CONSIGNE DONNÉE:
Les affirmations suivantes concordent-elles avec l'extrait fourni ? Pour chacune, répondez par oui ou par non et citez mot pour mot le passage de l'extrait qui tranche. 1. Le protocole de cession des titres a été signé le 2 juin 2016. 2. Le fonds de commerce de la société Les petits paradis de [Localité 8] exploite un parc d'attractions. 3. La société Edes pouvait lever l'option au plus tard le 31 décembre 2016.

EXTRAIT FOURNI:
Mme Bourdon, M. Graffin

Avocats :

Me Vinckel, Me Muslin, Me Robert

T. com. Montpellier, du 21 mars 2022, n°…

21 mars 2022

EXPOSE DU LITIGE

Le 2 juin 2016, M. [F] [V] d'une part, et M. [M] [D] et Mme [I] [H] d'autre part, ont signé un protocole de cession des titres de la S.A.R.L Les petits paradis de [Localité 8], dont M. [V] était le gérant, notamment sous la condition suspensive de l'obtention d'un financement.

La société Les petits paradis de [Localité 8] est propriétaire d'un fonds de commerce d'exploitation d'un jardin pédagogique ouvert au public.

Par la suite, le 22 juillet 2016, la société Les petits paradis de [Localité 8] a signé avec la S.A.R.L Edes, dont M. [D] est le gérant, un contrat de location-gérance de son fonds de commerce, lequel prévoyait la signature avant le 31 décembre 2016 d'une promesse unilatérale de vente des titres de la société Les petits paradis de [Localité 8] dont l'option pouvait être levée par la société Edes au plus tard le 31 janvier 2018.

DONNÉES FOURNIES:
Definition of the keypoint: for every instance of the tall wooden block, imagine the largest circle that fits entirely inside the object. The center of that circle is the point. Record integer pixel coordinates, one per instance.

RÉPONSE COMPLÈTE:
1. Oui : « Le 2 juin 2016, M. [F] [V] d'une part, et M. [M] [D] et Mme [I] [H] d'autre part, ont signé un protocole de cession des titres ».
2. Non : « un fonds de commerce d'exploitation d'un jardin pédagogique ouvert au public ».
3. Non : « dont l'option pouvait être levée par la société Edes au plus tard le 31 janvier 2018 ».